===== RECORDS PROVIDED =====

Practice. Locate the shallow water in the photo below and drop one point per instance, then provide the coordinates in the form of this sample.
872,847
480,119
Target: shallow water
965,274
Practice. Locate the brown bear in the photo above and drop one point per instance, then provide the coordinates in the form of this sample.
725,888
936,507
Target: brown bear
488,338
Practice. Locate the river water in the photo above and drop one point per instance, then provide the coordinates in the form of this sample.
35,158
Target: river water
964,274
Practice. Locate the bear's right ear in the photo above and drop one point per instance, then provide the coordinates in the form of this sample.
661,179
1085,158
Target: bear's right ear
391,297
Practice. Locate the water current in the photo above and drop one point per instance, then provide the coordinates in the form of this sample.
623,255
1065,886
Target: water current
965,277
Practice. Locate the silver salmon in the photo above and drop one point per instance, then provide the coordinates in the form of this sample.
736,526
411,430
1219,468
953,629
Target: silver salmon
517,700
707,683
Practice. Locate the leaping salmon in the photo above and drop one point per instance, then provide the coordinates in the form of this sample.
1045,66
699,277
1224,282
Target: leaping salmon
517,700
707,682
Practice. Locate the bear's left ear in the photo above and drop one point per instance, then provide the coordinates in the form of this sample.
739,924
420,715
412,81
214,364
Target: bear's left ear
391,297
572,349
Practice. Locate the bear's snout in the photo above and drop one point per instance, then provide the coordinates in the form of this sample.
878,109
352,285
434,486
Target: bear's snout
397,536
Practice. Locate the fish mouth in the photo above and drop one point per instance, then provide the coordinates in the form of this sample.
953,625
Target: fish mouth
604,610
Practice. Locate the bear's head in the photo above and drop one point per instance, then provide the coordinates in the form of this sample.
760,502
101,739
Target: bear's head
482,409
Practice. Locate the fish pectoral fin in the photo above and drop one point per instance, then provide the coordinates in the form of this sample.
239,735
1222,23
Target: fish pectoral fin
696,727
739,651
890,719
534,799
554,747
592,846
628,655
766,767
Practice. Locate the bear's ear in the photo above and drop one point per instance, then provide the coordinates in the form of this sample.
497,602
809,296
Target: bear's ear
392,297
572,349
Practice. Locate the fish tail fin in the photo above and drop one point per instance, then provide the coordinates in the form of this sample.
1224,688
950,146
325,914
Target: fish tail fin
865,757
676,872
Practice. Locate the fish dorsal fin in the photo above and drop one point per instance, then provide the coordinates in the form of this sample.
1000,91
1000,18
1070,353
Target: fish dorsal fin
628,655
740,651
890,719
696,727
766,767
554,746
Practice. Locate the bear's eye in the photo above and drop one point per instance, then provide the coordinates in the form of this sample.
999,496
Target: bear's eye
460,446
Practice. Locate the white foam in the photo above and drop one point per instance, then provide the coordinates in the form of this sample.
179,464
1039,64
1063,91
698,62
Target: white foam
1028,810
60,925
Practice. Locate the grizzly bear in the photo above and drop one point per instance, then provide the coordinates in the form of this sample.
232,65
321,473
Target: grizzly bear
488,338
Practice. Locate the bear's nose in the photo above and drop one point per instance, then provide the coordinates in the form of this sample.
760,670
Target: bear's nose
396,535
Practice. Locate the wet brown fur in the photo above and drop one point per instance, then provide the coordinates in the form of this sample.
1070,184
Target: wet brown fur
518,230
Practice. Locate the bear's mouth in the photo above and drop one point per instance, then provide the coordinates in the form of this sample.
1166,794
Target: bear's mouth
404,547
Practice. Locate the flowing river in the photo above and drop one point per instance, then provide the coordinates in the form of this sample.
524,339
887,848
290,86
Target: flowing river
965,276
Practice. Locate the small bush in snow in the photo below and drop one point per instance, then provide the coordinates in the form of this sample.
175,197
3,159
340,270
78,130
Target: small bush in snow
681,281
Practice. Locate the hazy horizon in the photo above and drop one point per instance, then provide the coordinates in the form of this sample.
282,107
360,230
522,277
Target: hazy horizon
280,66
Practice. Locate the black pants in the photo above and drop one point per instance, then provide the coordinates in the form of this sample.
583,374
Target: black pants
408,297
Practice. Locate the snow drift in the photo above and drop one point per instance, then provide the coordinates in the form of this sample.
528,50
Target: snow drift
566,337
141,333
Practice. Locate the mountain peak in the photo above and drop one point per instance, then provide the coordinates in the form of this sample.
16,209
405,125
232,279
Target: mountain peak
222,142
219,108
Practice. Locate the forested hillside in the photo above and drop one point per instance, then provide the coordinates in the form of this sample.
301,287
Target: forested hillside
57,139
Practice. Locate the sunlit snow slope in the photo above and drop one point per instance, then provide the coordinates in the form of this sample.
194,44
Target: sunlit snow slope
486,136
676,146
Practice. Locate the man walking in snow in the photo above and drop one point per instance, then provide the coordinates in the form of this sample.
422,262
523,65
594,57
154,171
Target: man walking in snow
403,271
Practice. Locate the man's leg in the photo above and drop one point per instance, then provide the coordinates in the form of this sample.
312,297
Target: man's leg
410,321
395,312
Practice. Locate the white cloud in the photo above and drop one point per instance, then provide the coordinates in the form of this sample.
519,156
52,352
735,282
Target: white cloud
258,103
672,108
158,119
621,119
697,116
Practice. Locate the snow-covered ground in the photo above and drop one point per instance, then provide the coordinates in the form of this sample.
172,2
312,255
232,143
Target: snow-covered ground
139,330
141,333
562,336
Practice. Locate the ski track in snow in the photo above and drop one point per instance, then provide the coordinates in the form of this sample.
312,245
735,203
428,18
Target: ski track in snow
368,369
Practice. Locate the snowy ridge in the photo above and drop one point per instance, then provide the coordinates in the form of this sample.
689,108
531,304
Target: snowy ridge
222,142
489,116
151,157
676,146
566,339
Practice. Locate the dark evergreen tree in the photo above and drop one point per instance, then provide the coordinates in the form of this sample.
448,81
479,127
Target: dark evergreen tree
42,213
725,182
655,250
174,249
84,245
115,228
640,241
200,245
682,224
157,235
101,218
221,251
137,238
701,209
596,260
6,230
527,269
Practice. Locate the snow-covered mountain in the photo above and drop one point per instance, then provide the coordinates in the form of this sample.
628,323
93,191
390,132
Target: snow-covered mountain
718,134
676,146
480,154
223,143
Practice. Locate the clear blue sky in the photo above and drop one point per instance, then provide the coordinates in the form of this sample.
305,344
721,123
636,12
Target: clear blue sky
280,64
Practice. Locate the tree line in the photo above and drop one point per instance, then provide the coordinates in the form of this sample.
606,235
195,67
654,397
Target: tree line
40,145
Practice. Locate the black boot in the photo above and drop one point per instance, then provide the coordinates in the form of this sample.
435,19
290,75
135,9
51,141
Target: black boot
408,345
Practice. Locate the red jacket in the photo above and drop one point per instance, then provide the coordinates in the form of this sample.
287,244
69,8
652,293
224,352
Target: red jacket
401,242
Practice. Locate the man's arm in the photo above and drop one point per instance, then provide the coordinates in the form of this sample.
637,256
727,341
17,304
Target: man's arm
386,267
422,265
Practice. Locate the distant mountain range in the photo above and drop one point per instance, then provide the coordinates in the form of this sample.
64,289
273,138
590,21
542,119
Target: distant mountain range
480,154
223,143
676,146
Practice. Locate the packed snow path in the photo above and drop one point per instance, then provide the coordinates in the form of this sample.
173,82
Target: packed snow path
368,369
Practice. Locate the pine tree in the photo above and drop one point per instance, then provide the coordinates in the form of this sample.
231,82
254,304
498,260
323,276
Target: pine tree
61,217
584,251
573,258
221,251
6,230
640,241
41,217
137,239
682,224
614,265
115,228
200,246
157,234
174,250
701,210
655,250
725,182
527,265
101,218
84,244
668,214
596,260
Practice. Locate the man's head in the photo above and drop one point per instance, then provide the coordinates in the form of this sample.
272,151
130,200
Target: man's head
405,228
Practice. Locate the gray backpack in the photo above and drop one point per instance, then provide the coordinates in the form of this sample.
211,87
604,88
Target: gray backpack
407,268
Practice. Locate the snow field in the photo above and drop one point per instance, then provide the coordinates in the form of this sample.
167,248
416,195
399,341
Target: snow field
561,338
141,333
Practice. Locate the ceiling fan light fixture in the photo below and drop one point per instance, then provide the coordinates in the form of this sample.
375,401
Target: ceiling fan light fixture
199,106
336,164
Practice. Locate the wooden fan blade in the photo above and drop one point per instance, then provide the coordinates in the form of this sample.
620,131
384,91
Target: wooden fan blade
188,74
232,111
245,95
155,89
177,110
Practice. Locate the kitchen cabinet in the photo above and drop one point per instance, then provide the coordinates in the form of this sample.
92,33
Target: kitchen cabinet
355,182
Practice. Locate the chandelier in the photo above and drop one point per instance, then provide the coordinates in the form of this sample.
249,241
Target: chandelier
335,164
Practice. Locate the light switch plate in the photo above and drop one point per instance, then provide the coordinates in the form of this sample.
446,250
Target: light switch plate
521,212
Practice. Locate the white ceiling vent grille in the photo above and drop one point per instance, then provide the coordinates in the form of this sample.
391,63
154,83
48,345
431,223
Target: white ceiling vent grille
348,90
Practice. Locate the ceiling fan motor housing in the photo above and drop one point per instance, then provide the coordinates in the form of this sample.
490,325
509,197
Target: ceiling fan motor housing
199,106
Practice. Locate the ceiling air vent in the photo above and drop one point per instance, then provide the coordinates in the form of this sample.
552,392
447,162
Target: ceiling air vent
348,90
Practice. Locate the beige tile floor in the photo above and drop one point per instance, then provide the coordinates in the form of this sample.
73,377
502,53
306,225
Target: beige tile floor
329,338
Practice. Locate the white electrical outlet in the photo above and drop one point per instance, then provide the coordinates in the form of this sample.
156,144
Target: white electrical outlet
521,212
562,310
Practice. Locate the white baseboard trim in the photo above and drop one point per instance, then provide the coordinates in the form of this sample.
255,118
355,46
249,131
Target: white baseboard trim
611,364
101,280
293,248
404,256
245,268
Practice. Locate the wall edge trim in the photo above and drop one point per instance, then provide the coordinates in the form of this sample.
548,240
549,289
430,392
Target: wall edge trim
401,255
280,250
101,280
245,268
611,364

=====

### WHAT TO WORK ON
Copy exactly, and only, the lines from the one containing "Practice. Locate the white ceiling" through the last line of the listing.

### THE RESULT
Practice. Locate the white ceiling vent grille in the photo above and drop one point per instance, then provide the coordinates in the form of this sample.
391,63
154,83
48,345
431,223
Target: white ceiling vent grille
348,90
Practice. Locate the ceiling fan motor housing in the photo above and drop one point per instance, then provide the coordinates in the form of this sample.
490,325
509,197
Target: ceiling fan motor housing
199,106
Practice. Locate the ceiling air vent in the photo above and drop one point per instance, then provide the coordinates in the form of this sample.
552,392
447,162
Target: ceiling air vent
348,90
Practice. Locate the beige tile floor in the photo above and drop one point per instance, then provide the coordinates in the form of this sample.
73,377
502,53
306,225
Target: beige tile floor
329,338
Practice. Locate the white electrical outlet in the photo above and drop one point per instance, then provide the coordinates in the form of this sample.
156,144
Target: white electrical outlet
521,212
562,310
Practice. Locate the white baseboard trim in the photo above and drop one point per instance, then provide the coordinates in the form of this sample.
255,118
355,46
249,131
Target: white baseboard trim
611,364
101,280
293,248
404,256
245,268
Practice. Locate the wall edge trim in the photo above and drop one point per instance, then provide the coordinates in the form of this sample.
548,240
549,289
430,392
Target: wall edge trim
401,255
280,250
101,280
245,268
611,364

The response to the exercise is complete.